─── Texte fourni
L’aventure sucrée de Nicoll, d’Arnaud et d’Antoine commence pourtant près de deux ans plus tôt, lors des préparations pour la Coupe d’Europe. Pour la dernière étape qualificative avant la Coupe du monde, la Suisse n’est représentée que par deux pâtissiers: Nicoll Notter et Jean-Sébastien Guinet. Les deux s’arrachent et remportent la première place, suivis de près par la Russie. Il faut donc embaucher un troisième candidat pour la finale… et remplacer Jean-Sébastien. Patrick cherche, cherche et se creuse la tête, mais c’est difficile: «Le problème, en Suisse, c’est qu’il y a peu de pâtissiers et pâtissières qui sont prêts à se lancer dans une telle aventure et à y consacrer autant de temps et d’énergie.» Il convainc finalement Antoine, l’un de ses employés, et Arnaud, chef pâtissier dans un palace lausannois. Initialement prévue en janvier 2021, la finale est reportée à deux reprises à cause de la situation sanitaire. L’événement arrêté à fin septembre, les trois acolytes commencent alors à réfléchir à leur plan de jeu.
──────
─── Entrées fournies
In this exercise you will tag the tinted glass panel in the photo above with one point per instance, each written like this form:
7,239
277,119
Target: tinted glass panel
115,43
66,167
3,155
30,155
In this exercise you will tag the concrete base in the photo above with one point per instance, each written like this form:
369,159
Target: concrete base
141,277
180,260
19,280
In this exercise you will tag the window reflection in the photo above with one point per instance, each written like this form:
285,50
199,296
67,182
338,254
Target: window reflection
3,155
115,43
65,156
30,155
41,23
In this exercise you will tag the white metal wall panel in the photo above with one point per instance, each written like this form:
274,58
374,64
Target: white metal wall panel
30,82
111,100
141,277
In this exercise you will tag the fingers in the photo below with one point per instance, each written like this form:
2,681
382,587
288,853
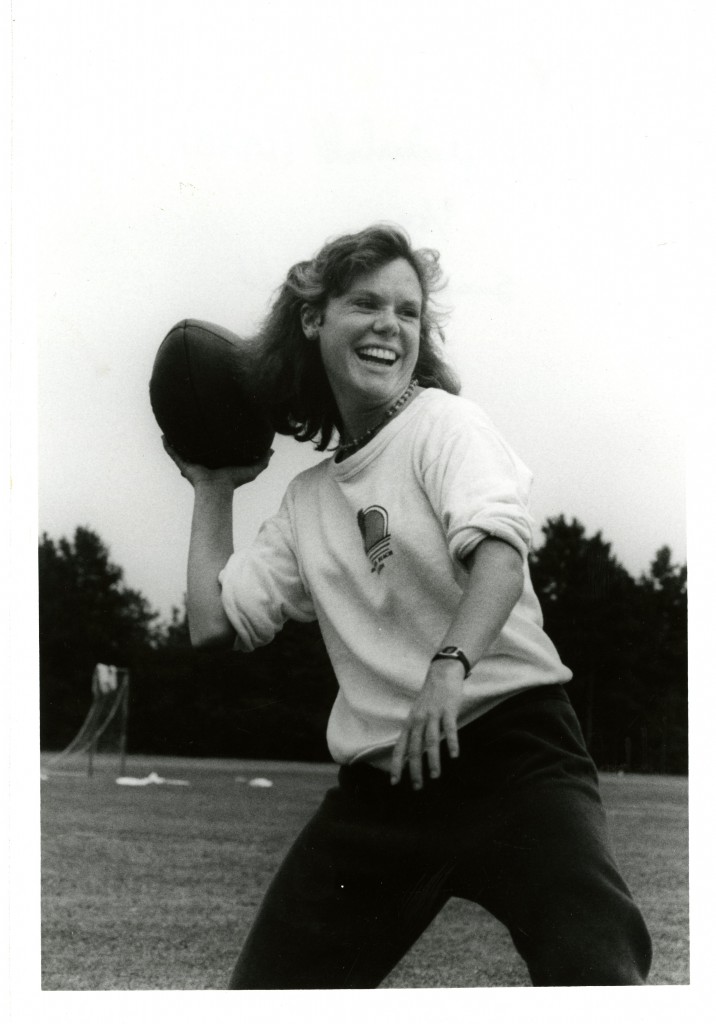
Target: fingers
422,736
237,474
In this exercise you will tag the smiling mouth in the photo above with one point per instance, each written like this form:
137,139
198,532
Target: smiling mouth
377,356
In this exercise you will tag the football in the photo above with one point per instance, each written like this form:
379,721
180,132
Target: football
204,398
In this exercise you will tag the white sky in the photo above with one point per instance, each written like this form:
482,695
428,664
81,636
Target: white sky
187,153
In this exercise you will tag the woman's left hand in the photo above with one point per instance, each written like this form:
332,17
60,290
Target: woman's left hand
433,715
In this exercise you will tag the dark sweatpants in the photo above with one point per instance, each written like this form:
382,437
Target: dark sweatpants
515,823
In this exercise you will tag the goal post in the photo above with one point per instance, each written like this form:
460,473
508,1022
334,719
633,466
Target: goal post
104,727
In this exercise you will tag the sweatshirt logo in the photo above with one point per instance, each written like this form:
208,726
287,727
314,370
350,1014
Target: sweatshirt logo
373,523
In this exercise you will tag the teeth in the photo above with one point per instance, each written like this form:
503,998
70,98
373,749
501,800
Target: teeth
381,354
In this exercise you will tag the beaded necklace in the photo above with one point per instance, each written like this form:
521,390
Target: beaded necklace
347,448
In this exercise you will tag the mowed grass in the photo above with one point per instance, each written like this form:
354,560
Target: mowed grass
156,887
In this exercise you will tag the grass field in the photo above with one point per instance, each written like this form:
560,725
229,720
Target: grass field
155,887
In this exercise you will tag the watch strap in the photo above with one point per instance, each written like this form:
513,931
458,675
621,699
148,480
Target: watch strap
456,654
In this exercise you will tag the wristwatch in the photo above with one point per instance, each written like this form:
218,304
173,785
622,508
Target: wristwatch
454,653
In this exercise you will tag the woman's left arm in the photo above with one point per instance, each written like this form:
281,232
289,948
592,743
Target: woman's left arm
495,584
──────
─── Entrées fournies
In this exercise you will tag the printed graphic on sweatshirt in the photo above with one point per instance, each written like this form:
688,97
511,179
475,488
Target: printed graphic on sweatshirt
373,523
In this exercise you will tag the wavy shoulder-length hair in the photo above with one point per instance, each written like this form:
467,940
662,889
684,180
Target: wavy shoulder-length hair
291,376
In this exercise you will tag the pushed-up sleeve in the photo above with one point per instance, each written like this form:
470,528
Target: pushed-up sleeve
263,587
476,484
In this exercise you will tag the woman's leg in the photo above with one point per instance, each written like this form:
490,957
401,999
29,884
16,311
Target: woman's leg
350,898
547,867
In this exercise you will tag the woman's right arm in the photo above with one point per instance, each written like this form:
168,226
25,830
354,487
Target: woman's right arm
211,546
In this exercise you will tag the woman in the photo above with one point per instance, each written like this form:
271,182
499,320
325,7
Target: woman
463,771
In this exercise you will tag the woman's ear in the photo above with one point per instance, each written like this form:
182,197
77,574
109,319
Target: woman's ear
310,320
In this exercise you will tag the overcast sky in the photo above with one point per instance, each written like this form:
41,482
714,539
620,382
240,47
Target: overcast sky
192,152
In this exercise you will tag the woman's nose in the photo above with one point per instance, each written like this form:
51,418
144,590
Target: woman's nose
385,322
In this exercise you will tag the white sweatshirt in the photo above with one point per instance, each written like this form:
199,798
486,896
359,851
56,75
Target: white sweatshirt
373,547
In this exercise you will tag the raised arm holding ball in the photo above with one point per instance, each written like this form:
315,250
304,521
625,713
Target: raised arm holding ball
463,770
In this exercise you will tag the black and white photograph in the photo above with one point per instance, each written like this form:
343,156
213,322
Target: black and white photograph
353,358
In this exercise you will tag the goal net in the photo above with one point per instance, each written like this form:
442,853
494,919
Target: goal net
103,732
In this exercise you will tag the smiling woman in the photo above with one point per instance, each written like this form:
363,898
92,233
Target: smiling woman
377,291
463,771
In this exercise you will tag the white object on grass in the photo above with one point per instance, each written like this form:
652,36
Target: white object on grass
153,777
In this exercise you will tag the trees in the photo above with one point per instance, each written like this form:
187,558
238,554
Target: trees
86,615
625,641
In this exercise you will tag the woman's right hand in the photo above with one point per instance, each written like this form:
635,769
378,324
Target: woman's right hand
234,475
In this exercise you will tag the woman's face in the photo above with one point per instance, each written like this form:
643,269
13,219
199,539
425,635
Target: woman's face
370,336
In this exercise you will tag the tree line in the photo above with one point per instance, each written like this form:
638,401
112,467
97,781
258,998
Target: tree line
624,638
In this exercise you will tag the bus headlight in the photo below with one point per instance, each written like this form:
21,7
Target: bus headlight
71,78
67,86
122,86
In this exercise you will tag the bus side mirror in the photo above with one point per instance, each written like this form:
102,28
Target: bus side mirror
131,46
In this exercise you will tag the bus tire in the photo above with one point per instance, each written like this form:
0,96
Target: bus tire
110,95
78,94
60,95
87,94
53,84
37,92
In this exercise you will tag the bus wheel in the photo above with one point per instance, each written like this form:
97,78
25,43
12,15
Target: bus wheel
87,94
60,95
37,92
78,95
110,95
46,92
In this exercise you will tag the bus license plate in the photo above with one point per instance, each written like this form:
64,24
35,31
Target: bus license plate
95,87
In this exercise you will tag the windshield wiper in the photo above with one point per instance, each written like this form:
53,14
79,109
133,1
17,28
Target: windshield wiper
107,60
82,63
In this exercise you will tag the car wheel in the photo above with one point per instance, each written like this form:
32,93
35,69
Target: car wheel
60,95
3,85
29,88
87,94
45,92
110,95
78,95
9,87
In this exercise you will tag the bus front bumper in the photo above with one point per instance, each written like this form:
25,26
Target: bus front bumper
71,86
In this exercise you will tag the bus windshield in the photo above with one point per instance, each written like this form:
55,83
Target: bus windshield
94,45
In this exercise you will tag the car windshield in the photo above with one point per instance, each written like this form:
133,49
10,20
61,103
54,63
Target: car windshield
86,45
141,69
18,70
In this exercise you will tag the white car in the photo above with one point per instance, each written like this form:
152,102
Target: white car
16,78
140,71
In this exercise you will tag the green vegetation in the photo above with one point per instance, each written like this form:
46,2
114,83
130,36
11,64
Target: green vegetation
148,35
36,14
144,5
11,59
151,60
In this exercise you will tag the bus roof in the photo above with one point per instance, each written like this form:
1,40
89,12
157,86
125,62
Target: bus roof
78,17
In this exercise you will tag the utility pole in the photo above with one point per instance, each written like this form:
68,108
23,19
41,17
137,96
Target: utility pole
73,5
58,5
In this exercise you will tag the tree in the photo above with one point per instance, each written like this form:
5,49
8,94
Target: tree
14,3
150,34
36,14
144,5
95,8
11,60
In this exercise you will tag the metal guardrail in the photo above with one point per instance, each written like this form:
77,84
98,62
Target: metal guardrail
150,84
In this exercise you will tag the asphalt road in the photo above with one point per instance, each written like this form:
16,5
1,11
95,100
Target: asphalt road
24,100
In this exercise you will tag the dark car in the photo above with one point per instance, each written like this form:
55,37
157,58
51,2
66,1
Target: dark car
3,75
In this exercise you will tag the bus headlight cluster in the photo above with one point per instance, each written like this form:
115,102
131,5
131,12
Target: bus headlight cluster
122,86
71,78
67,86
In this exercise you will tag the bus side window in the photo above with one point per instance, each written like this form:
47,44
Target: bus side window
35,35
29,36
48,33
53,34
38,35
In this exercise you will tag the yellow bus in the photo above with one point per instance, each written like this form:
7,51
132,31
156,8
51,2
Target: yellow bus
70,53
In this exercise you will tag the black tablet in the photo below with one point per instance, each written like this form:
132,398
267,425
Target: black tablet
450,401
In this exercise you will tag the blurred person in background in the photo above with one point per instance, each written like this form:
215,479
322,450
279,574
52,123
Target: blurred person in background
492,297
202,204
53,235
──────
__Consigne__. Reproduisez mot pour mot, du début à la fin, le texte sur l’équipe suisse de pâtissiers. Les items ne jouent aucun rôle ici.

__Réponse__.
L’aventure sucrée de Nicoll, d’Arnaud et d’Antoine commence pourtant près de deux ans plus tôt, lors des préparations pour la Coupe d’Europe. Pour la dernière étape qualificative avant la Coupe du monde, la Suisse n’est représentée que par deux pâtissiers: Nicoll Notter et Jean-Sébastien Guinet. Les deux s’arrachent et remportent la première place, suivis de près par la Russie. Il faut donc embaucher un troisième candidat pour la finale… et remplacer Jean-Sébastien. Patrick cherche, cherche et se creuse la tête, mais c’est difficile: «Le problème, en Suisse, c’est qu’il y a peu de pâtissiers et pâtissières qui sont prêts à se lancer dans une telle aventure et à y consacrer autant de temps et d’énergie.» Il convainc finalement Antoine, l’un de ses employés, et Arnaud, chef pâtissier dans un palace lausannois. Initialement prévue en janvier 2021, la finale est reportée à deux reprises à cause de la situation sanitaire. L’événement arrêté à fin septembre, les trois acolytes commencent alors à réfléchir à leur plan de jeu.